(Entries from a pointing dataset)
○ ○ ○ ○ ○

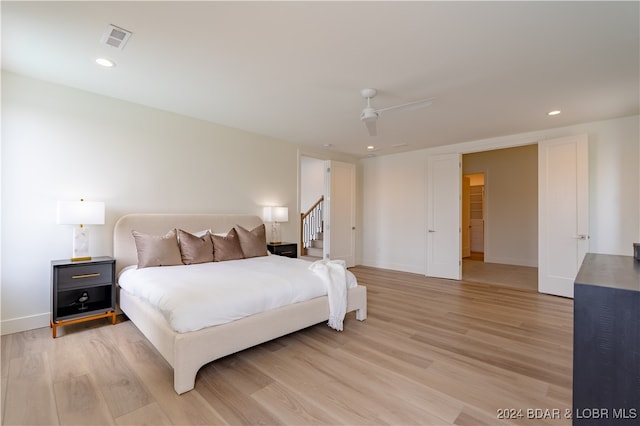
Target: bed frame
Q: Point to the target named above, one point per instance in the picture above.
(188, 352)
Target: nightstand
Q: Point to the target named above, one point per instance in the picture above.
(82, 291)
(283, 249)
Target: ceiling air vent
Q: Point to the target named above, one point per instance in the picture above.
(116, 37)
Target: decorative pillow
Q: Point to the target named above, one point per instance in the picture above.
(254, 242)
(226, 248)
(157, 250)
(195, 249)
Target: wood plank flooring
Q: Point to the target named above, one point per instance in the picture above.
(432, 352)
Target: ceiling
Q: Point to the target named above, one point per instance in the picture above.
(294, 70)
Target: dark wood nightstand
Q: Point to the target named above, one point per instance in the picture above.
(82, 291)
(283, 249)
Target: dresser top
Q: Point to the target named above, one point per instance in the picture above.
(607, 270)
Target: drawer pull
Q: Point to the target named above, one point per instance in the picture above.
(75, 277)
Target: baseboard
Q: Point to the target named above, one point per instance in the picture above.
(16, 325)
(402, 267)
(509, 261)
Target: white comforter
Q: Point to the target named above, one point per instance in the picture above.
(192, 297)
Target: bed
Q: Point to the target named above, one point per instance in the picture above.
(188, 351)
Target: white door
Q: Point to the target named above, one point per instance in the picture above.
(563, 212)
(340, 219)
(443, 216)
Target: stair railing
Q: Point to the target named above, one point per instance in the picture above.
(311, 224)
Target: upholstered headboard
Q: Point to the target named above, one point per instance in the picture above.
(124, 246)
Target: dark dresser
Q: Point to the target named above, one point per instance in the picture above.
(606, 341)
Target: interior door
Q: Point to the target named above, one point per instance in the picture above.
(563, 206)
(466, 216)
(443, 216)
(340, 196)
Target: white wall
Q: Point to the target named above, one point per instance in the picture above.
(511, 200)
(62, 144)
(393, 193)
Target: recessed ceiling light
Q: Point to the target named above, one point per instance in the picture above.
(108, 63)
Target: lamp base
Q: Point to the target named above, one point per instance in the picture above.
(80, 244)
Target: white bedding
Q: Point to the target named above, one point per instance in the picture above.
(192, 297)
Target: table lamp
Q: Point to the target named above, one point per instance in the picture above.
(79, 214)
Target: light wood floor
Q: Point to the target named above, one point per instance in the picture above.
(432, 352)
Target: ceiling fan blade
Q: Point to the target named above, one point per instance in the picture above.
(409, 106)
(371, 127)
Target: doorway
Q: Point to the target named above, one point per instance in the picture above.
(331, 186)
(502, 223)
(473, 216)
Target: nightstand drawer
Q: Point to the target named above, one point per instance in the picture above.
(79, 276)
(284, 249)
(82, 291)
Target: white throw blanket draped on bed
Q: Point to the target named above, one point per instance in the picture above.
(334, 275)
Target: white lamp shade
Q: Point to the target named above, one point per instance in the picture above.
(80, 213)
(276, 214)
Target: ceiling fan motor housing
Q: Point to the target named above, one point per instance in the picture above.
(368, 114)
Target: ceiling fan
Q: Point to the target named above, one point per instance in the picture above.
(370, 115)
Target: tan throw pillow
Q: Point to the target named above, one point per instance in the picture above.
(227, 247)
(157, 250)
(254, 242)
(195, 249)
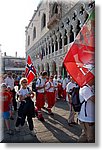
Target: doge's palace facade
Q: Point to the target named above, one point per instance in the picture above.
(51, 31)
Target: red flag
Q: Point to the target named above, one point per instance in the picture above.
(79, 61)
(30, 70)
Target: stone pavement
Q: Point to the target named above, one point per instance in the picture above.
(55, 129)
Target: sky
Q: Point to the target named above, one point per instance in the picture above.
(14, 17)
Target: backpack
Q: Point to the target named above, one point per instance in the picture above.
(34, 85)
(76, 101)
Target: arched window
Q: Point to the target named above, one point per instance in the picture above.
(43, 21)
(34, 33)
(28, 40)
(65, 38)
(55, 9)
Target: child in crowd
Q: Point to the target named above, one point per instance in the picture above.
(6, 101)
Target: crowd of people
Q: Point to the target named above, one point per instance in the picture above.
(46, 90)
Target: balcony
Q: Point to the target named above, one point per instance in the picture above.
(53, 20)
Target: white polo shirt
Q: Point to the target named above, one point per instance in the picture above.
(85, 93)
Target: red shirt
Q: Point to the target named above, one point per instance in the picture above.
(6, 100)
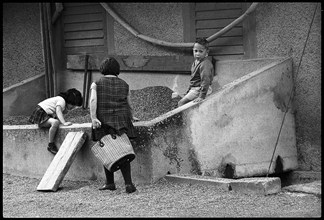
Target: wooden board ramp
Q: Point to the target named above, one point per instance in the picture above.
(62, 161)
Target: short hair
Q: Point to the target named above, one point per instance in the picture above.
(109, 66)
(203, 41)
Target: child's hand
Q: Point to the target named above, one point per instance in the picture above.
(198, 99)
(96, 123)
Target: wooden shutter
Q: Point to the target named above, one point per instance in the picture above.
(211, 18)
(84, 28)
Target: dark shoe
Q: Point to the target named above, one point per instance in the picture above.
(52, 148)
(108, 186)
(130, 188)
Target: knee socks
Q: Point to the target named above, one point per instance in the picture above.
(109, 176)
(126, 171)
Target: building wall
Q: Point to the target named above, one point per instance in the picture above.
(162, 21)
(282, 30)
(22, 45)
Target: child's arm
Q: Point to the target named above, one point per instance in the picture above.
(131, 109)
(93, 107)
(206, 74)
(59, 114)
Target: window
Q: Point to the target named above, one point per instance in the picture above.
(206, 19)
(84, 28)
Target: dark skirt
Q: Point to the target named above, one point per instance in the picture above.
(39, 116)
(105, 129)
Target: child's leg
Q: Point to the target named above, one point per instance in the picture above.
(191, 95)
(110, 182)
(183, 101)
(126, 171)
(54, 125)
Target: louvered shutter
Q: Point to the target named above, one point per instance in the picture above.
(211, 18)
(84, 28)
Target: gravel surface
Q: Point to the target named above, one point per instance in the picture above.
(162, 199)
(147, 104)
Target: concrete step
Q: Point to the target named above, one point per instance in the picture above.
(314, 187)
(253, 185)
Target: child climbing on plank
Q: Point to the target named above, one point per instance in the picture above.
(202, 73)
(49, 113)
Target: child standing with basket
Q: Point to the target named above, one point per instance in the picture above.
(111, 114)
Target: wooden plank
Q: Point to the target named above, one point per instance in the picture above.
(83, 43)
(216, 6)
(86, 50)
(82, 9)
(235, 13)
(83, 26)
(227, 41)
(219, 50)
(215, 23)
(135, 63)
(84, 35)
(236, 31)
(62, 161)
(69, 19)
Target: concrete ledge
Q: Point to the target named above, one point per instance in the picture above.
(258, 185)
(310, 188)
(298, 176)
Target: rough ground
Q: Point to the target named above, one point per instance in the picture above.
(162, 199)
(147, 103)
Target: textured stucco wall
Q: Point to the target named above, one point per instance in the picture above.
(282, 30)
(22, 47)
(162, 21)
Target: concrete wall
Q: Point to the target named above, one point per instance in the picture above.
(21, 98)
(282, 30)
(22, 45)
(162, 21)
(238, 125)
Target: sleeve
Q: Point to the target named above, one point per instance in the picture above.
(206, 74)
(61, 102)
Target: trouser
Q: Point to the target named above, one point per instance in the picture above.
(126, 172)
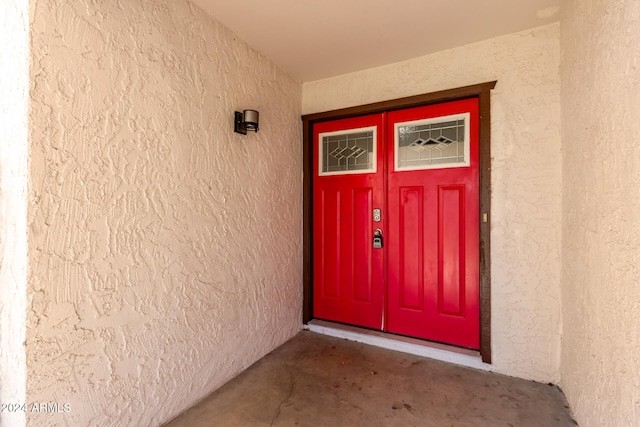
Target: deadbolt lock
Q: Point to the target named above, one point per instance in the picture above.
(377, 239)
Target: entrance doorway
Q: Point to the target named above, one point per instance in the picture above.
(397, 227)
(396, 222)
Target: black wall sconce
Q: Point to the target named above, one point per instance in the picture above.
(247, 120)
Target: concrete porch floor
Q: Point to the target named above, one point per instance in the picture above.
(315, 380)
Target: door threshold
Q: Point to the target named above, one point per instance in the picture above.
(442, 352)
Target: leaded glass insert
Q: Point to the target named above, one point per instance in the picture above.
(347, 152)
(432, 143)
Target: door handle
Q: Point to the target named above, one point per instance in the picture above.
(377, 239)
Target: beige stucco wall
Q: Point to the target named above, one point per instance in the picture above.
(14, 95)
(601, 210)
(526, 176)
(164, 249)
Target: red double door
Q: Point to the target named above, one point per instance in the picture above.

○ ○ ○ ○ ○

(WHAT IS REQUIRED): Reproduce verbatim every line starting at the line that holds "Target: sleeve" and ending with the final line of the data; omit the pictures.

(SOLUTION TO THE EXERCISE):
Target: sleeve
Q: Point to the target named above, one point per instance in the picture above.
(206, 74)
(61, 102)
Target: trouser
Q: Point to the target named above, one point per instance in the picture above.
(126, 172)
Target: deadbolt lock
Q: Point to the target named above, one point per instance in the picture above.
(377, 239)
Target: entrance doorway
Q: Point to the target named above, one point per instance in the picture above.
(397, 227)
(396, 222)
Target: black wall sconce
Q: Point to the target named above, one point per instance in the picture above.
(247, 120)
Target: concrete porch floor
Q: Point to the target named above, one point per instance in the picture above.
(315, 380)
Target: door threshold
Q: Point to the target named above, one point per instance in the picture above.
(442, 352)
Target: leaded glass insert
Q: Point to the target named above, one point per instance in the picture above.
(347, 152)
(432, 143)
Target: door handle
Q: Point to the target named above, one point per instance in the picture above.
(377, 239)
Target: beige stucco wall
Q: Point to the target named above, one point per instance in the picture above.
(14, 95)
(601, 210)
(526, 176)
(164, 249)
Target: red double door
Q: Point to the target named above, one point per instance in the picture above.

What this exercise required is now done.